— Task requirements —
Make an exact copy of all the entries, with the pictures left out.

------ Stored rows ------

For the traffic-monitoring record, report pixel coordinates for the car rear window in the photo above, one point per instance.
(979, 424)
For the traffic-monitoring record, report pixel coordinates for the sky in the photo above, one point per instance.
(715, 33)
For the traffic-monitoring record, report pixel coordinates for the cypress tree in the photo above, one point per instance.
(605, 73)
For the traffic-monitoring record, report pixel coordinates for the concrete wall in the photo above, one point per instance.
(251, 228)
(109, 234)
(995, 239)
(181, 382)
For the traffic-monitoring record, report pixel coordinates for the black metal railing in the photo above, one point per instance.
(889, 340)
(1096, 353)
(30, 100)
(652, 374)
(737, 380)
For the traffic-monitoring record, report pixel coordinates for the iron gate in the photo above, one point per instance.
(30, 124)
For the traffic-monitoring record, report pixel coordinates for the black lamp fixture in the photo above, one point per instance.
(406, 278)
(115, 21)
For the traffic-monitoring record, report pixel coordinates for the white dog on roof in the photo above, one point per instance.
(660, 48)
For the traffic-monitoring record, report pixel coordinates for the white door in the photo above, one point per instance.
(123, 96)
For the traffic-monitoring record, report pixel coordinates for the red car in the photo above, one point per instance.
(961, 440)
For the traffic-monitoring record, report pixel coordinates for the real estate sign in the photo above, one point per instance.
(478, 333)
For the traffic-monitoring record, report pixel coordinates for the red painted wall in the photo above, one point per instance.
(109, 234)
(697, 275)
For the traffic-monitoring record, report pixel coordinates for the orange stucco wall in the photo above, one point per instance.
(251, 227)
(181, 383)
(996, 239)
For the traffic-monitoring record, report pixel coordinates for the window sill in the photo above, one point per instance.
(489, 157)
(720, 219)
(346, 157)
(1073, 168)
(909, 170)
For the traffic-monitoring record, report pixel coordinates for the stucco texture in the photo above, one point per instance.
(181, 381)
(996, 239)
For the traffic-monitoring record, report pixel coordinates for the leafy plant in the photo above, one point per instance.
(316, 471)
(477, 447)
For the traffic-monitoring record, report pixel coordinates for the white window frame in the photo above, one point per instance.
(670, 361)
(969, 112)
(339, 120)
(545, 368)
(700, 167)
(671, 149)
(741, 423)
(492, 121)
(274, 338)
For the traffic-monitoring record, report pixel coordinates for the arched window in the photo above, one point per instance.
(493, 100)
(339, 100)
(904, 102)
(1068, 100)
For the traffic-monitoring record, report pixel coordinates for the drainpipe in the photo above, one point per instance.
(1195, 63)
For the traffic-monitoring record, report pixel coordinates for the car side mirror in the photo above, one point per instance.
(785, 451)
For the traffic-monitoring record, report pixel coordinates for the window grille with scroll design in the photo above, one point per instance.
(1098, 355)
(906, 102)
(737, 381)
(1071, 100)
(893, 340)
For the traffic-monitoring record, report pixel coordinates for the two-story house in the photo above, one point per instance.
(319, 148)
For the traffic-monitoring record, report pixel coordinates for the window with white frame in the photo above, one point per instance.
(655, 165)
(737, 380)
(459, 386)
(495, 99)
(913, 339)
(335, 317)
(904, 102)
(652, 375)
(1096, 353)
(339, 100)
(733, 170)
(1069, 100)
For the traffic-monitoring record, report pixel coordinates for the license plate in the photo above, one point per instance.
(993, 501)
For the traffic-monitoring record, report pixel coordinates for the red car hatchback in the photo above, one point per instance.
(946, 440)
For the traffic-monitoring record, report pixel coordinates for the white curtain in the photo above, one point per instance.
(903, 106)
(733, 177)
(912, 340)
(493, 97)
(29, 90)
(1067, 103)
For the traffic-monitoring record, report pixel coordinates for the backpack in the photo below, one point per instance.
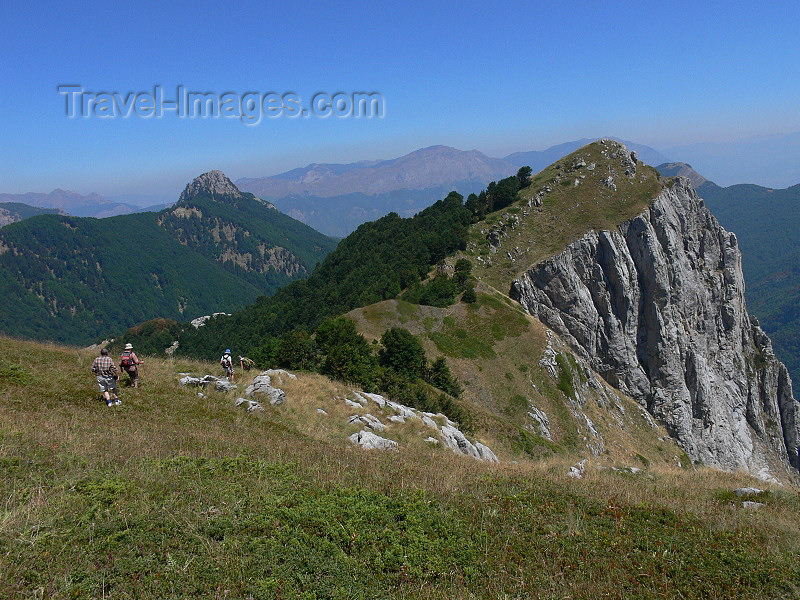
(126, 362)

------

— Exercise solution —
For the traffic-monitoring record, report pixel coordinates for the car rear window in the photo above, one point per instance.
(979, 424)
For the traffic-monitoring record, report pixel coordinates for the sky in the photo above, one point per instance.
(715, 33)
For the traffic-monitoring record, report pixel coordinates for the cypress tree in the photo above, one point per instance.
(605, 73)
For the traffic-monitoring record, report pixel coordinates for the concrete wall in the photo above, one point per instance.
(251, 228)
(109, 234)
(995, 239)
(181, 382)
For the traffic-monitoring record, report pixel coordinates for the black metal railing in the photo above, one point per instance.
(889, 340)
(1096, 353)
(30, 100)
(652, 374)
(737, 380)
For the traffic-monitoring record, report pixel coordinates for the iron gate in the photo above, one point per instance.
(30, 124)
For the traffic-monitoring record, report pixel coordinates for the black lamp fixture in the photo above, one point per instance.
(406, 278)
(115, 21)
For the traffic-monitoring record, report pixel coordinates for the white dog on roof in the photo above, one point per instance.
(660, 48)
For the traffic-monitoring record, report pixel coordinates for the white door in the photo above, one point per instance.
(123, 96)
For the traffic-monitoring record, report pixel coordinates for the red car in the photo above, one point per instance.
(961, 440)
For the traffic-monitoring record, report pixel coordinates for the real estate sign in the photo above, one point per instance.
(478, 333)
For the traffic-monitoring record, report pixel coordinates for the red painted wall in the photo above, one point per instance.
(109, 234)
(697, 275)
For the traffic-monitoring record, report pixel coordinates for the orange stucco wall in the photo above, one point per instance.
(251, 227)
(181, 383)
(996, 239)
For the traffic-monitoring record, report pixel coordinates for the window sill in the photo above, one point per instance.
(489, 157)
(720, 219)
(346, 157)
(1073, 168)
(909, 170)
For the traffic-monitoring record, report pixel coordinates for the stucco texture in the photo above, one point per instance.
(181, 381)
(996, 239)
For the traffic-monitoring record, report pixel coordinates for the leafy plant in the photo above, one point per instance.
(316, 471)
(477, 447)
For the traffic-monitoring record, report pixel coordinates for the white window frame in the photo above, one point per instance.
(670, 361)
(969, 112)
(339, 120)
(545, 368)
(700, 167)
(671, 149)
(741, 423)
(492, 121)
(274, 338)
For the traffic-monitoring record, report pixel coordinates for the arched window in the photo above, one point per instance.
(493, 100)
(339, 100)
(904, 102)
(1068, 100)
For the traffic-monitoring record, report pixel coordinates for the drainpipe in the photo above, one point per instance.
(1195, 63)
For the traffic-monitoring record, report pixel coordinates for the car side mirror in the photo above, one point per instance.
(785, 451)
For the traffic-monitoring record, report pixel coordinates for the window grille with scroll design in the photo above, one point per instance.
(1098, 355)
(906, 102)
(737, 381)
(1071, 100)
(893, 340)
For the traffic-monitoring record, report pixel coordinates for the two-story house in the photo above, one point per instance.
(319, 148)
For the traffic-monitoring record, report pixel coordinates for the window with white frame in the photo above, one point per instance.
(655, 165)
(737, 380)
(459, 386)
(495, 99)
(913, 339)
(335, 317)
(904, 102)
(652, 375)
(1096, 353)
(339, 100)
(733, 170)
(1069, 100)
For the traffic-monitoring record, report pixel coordinates for the license plate in the photo above, one point per instance.
(993, 501)
For the traffic-monitoring record, report pixel coordinates for the red car hatchback in the photo above, one point per instance.
(946, 440)
For the traffic-monitoring record, report pixel coordinates for the white curtain in the photo above, one point per instance.
(903, 106)
(733, 177)
(912, 340)
(493, 97)
(29, 90)
(1067, 103)
For the traffic-monitoring record, report pixel coordinates for the backpack in the photo below, one point per instance.
(126, 362)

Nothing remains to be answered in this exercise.